Atualmente, o aborto é permitido em três casos no Brasil: anencefalia fetal, quando há malformação do cérebro do feto; gravidez que resulta de estupro; e se a gravidez impuser risco de vida para a mãe. A PEC 164/2012 foi aprovada na quarta (27/11) pela CCJ (Comissão de Constituição e Justiça) da Câmara.
A PEC do estuprador vai obrigar meninas e mulheres que engravidarem após um estupro a levarem a gravidez adiante. Ou seja, obriga a menina ou a mulher a passar 40 semanas carregando o fruto de uma violência abominável, se lembrando, todos os dias, do estupro sofrido, pensando em um bebê com a cara do homem que a violentou. Digo meninas e mulheres porque, por dia, 26 meninas com menos de 14 anos se tornam mães no Brasil.

REQUISITOS
• 1. Segundo o trecho sobre a PEC 164/2012, qual comissão da Câmara aprovou a proposta?
• 2. Resuma em duas frases o trecho sobre a PEC 164/2012.
• 3. Dê prosseguimento ao trecho sobre a PEC 164/2012 a partir da última frase apresentada.

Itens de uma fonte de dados
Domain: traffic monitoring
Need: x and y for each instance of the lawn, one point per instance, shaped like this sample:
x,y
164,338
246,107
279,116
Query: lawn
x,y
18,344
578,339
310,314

RESPOSTAS POR TAREFA
• 1. A CCJ (Comissão de Constituição e Justiça) da Câmara.

• 2. No Brasil, o aborto é hoje permitido em casos de anencefalia fetal, de gravidez resultante de estupro e de risco de vida para a mãe, e a PEC 164/2012 foi aprovada pela CCJ da Câmara na quarta (27/11). Segundo o trecho, a proposta vai obrigar meninas e mulheres que engravidarem após um estupro a levar a gravidez adiante, e por dia 26 meninas com menos de 14 anos se tornam mães no Brasil.

• 3.
Os dados são de um estudo realizado por pesquisadores da UFMG e da Fundação Oswaldo Cruz (Fiocruz), em parceria com o Ministério da Saúde. Isso significa que, por dia, 26 meninas que foram estupradas (relação sexual com menores de 14 anos é estupro de vulnerável previsto por lei) têm filhos dos seus estupradores, mesmo tendo o direito de realizarem um aborto. São crianças parindo crianças. São crianças que querem chamar de mães, quando ainda não têm a menor capacidade de sê-lo. Essas meninas já não têm acesso ao aborto legal, por não saberem que têm esse direito e, antes disso, por demorarem muito para descobrirem que estavam grávidas!
Até pouco tempo atrás, caso o estuprador se casasse com a vítima, o estupro praticado deixava de ser considerado crime. Na prática, o estuprador poderia continuar estuprando a agora esposa, com a convivência do Estado. A criminalização do aborto, nesses casos, seria uma punição para a vítima, tal qual era o casamento com seu agressor. Não estamos discutindo a descriminalização do aborto, estamos falando sobre esses três casos específicos. Estamos falando de um direito conquistado que querem subtrair das mulheres. Isso é inadmissível!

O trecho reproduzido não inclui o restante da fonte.